[Excerpts from a dataset]
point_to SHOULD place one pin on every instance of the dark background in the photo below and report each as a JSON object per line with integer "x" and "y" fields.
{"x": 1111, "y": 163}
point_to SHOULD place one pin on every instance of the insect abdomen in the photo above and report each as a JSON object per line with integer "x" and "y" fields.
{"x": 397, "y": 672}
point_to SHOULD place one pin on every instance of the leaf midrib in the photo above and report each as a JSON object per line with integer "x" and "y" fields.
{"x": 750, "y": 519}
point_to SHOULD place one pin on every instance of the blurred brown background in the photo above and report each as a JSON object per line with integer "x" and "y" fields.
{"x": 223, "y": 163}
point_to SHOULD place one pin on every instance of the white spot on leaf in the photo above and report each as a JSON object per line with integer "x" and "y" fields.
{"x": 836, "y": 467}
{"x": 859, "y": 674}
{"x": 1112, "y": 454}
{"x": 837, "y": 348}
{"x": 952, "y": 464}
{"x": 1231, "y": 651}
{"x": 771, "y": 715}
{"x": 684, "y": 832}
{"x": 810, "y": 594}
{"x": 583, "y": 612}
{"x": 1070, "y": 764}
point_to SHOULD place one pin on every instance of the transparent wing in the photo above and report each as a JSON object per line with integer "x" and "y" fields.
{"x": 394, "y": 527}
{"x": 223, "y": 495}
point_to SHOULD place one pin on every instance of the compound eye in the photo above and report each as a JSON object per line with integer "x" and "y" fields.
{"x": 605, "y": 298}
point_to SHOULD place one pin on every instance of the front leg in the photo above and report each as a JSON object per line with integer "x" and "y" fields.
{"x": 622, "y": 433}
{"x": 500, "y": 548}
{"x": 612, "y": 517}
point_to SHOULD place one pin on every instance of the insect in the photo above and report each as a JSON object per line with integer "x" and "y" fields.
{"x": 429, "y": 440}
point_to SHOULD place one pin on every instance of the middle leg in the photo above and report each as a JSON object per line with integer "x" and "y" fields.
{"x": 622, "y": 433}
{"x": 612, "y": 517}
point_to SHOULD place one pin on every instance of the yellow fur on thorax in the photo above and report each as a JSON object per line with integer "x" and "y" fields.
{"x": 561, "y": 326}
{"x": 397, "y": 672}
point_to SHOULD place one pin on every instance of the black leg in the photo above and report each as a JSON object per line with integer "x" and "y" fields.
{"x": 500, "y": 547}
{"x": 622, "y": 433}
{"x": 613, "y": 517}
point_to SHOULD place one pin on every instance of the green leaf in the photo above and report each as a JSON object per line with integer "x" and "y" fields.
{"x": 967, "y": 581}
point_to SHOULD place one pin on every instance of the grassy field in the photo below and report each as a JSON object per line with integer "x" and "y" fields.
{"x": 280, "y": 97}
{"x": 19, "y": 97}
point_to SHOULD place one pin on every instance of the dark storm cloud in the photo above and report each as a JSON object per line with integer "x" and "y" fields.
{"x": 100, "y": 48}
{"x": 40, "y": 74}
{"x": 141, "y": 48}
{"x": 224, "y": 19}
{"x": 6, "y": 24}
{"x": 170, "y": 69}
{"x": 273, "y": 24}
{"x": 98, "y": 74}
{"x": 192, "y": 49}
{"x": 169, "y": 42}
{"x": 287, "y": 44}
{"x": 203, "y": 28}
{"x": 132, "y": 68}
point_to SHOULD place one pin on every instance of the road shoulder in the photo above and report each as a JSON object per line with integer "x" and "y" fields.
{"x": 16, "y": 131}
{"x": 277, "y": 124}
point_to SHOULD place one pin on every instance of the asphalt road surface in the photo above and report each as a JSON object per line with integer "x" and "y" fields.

## Problem requirements
Starting from the line with "point_to SHOULD place one pin on every instance of the yellow" and ending with the final line of the data, quote every line exactly, both ends included.

## Result of this exercise
point_to SHOULD place one pin on every instance of the yellow fur on thorax in the photo above and report each as a JSON object per line with integer "x" and "y" fields.
{"x": 561, "y": 326}
{"x": 397, "y": 672}
point_to SHOULD place one pin on every instance of the black leg in the photo above and report each as a JSON object per line with integer "x" and "y" fields.
{"x": 500, "y": 547}
{"x": 622, "y": 433}
{"x": 613, "y": 517}
point_to SHOULD place one pin on every instance of the green leaf in the photo above and report each as a JSON object per line with integer "x" and "y" fields.
{"x": 967, "y": 581}
point_to SHOULD place one pin on every instance of the grassy field in the photo below and report each as a JSON object per line with integer "x" and "y" fields.
{"x": 280, "y": 97}
{"x": 19, "y": 97}
point_to SHOULD place one pin on every instance of the dark storm cloud in the photo above and report each as a JSON object per line with integer "x" and "y" fields.
{"x": 100, "y": 48}
{"x": 40, "y": 74}
{"x": 141, "y": 48}
{"x": 224, "y": 19}
{"x": 6, "y": 24}
{"x": 170, "y": 69}
{"x": 273, "y": 24}
{"x": 98, "y": 74}
{"x": 192, "y": 49}
{"x": 169, "y": 42}
{"x": 287, "y": 44}
{"x": 203, "y": 28}
{"x": 132, "y": 68}
point_to SHOULD place one pin on every instance of the road shoulder in the photo above and report each as a JSON object per line with integer "x" and "y" fields.
{"x": 16, "y": 131}
{"x": 277, "y": 124}
point_to SHOULD place one pin on every instance of the asphalt road surface in the photo above and report each as a JSON object per line with integer "x" and "y" fields.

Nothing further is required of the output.